Could you write out the blog introduction again, starting with "Monday, May 26, 2014" and going on through "is virtue ethics.", but swap "committed" for "devoted"?

### EXTRACT TO READ

——————————

Monday, May 26, 2014

A little about me.

Hi, I'm Mark!

I am a committed Christian who is part of a polyfidelitous family of three adults living in Portland, Oregon. We have four children. For more about our family, your best bet is my wife Amy's blog.

My faith home is in the Metropolitan Community Churches denomination. My theological orientation is evangelical, universalist, and sacramental. My primary ethical framework is virtue ethics.

For more than you likely want to know about my views on Christian faith and practice, you can take a look at my master's thesis, "Taking Christian Education Public: Dialogue, Hospitality and Discernment."

For the basics on why my conscience is clear as a polyamorous Christian, I have this introductory post.

The banner image I wanted to use...

...but it's not in the public domain.

Marc Chagall, "Abraham and Three Angels" (wikiart info)


Do not neglect to show hospitality to strangers, for by doing that some have entertained angels without knowing it. -- Hebrews 13:2

"Who are you to pass judgment on servants of another?"

(Post title from Romans 14, a passage that I return to again and again, for reasons that are probably pretty obvious.)

Back when my wife was blogging pseudonymously, some of her readers were curious about how I reconcile being Christian with being polyamorous. So I wrote a guest post. It went through a lot of editing--Amy said I had to take as much theology and history out of my answer as possible, so that it wouldn't be incomprehensible. Sigh. I did my best.

******

The central promise of Christianity is that if we trust in God, we will experience new life. This new life starts right here, right now; we’re not just twiddling our thumbs while we wait for some future heaven. The signs of this new life are known as “the fruit of the Spirit”: love, joy, peace, patience, kindness, goodness, faithfulness, gentleness and self-control. If we show growth in these ways, and the people around us also show growth in these ways, then it’s a pretty good sign that we are experiencing the new life promised to us in Christ.

For me, I am less “fruitful” when I am monogamous or celibate. I am crankier, more restless, more impatient, more self-centered, rougher, more impulsive. In Amy and Dave, I have found the family that allows me to bear fruit, and they also report that they are happier for having me around. I understand myself to be called to be part of this family.

——————————

### RECORDS SHOWN
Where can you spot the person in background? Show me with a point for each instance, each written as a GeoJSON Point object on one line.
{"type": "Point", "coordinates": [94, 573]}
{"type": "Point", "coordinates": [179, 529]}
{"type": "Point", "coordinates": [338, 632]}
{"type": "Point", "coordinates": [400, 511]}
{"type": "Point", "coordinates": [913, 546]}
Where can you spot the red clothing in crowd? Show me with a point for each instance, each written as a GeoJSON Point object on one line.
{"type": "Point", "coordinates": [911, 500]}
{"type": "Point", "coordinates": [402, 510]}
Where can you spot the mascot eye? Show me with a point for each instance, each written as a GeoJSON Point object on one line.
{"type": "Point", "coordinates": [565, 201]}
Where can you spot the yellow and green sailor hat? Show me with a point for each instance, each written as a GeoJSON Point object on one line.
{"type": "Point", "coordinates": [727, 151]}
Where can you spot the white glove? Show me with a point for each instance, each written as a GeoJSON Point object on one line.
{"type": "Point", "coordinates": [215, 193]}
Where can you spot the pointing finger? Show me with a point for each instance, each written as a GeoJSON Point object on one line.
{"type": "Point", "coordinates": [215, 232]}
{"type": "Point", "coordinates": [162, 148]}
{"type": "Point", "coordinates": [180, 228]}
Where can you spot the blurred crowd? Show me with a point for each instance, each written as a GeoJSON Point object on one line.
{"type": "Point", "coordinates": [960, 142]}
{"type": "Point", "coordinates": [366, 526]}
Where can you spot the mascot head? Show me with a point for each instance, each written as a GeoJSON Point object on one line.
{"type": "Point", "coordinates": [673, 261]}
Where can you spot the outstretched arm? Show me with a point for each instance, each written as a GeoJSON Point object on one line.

——————————

### YOUR SOLUTION
Monday, May 26, 2014

A little about me.

Hi, I'm Mark!

I am a devoted Christian who is part of a polyfidelitous family of three adults living in Portland, Oregon. We have four children. For more about our family, your best bet is my wife Amy's blog.

My faith home is in the Metropolitan Community Churches denomination. My theological orientation is evangelical, universalist, and sacramental. My primary ethical framework is virtue ethics.